====== RECORD EXTRACTS ======

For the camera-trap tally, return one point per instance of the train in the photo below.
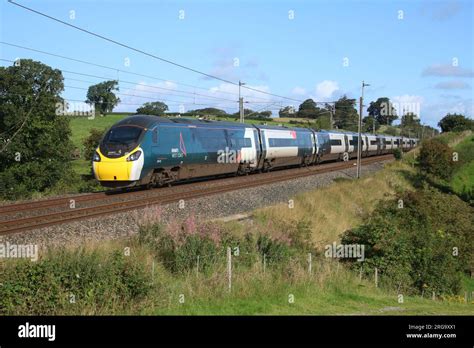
(145, 150)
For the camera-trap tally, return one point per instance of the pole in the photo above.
(241, 104)
(229, 267)
(310, 263)
(376, 277)
(331, 111)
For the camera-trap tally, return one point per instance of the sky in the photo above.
(417, 53)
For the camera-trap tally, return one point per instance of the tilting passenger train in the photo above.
(154, 151)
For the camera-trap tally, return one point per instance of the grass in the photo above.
(463, 177)
(338, 207)
(104, 281)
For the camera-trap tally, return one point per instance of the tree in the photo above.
(368, 124)
(35, 148)
(455, 123)
(209, 112)
(436, 159)
(383, 111)
(153, 108)
(308, 109)
(92, 142)
(346, 116)
(102, 96)
(410, 125)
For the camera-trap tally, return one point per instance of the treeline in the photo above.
(421, 241)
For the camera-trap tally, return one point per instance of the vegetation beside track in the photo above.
(158, 272)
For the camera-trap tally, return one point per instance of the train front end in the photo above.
(119, 159)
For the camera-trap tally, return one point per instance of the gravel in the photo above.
(123, 225)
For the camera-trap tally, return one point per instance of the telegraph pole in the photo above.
(241, 104)
(332, 112)
(359, 140)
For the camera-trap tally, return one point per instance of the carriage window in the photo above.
(277, 142)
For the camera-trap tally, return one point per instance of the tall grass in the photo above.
(338, 207)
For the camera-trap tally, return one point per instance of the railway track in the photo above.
(137, 200)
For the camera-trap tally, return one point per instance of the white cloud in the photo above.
(408, 103)
(446, 70)
(452, 85)
(177, 97)
(298, 90)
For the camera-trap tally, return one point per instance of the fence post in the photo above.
(229, 267)
(310, 262)
(376, 277)
(264, 263)
(197, 266)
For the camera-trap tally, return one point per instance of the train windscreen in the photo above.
(120, 140)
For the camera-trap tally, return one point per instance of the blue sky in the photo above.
(418, 53)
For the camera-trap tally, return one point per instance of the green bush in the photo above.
(414, 246)
(436, 159)
(92, 142)
(96, 280)
(397, 153)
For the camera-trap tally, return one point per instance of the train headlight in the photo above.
(96, 157)
(134, 156)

======

_JOB:_
Can you rewrite everything from the line containing "headlight in the photo above." down to the end of the records, with the request line kept unchanged and each point's coordinates scaled by 0.35 and rounded to whole numbers, halves rounded up?

_ANSWER FOR THE TASK:_
For the camera-trap tally, return one point per instance of the train headlight in the photo above.
(34, 55)
(47, 55)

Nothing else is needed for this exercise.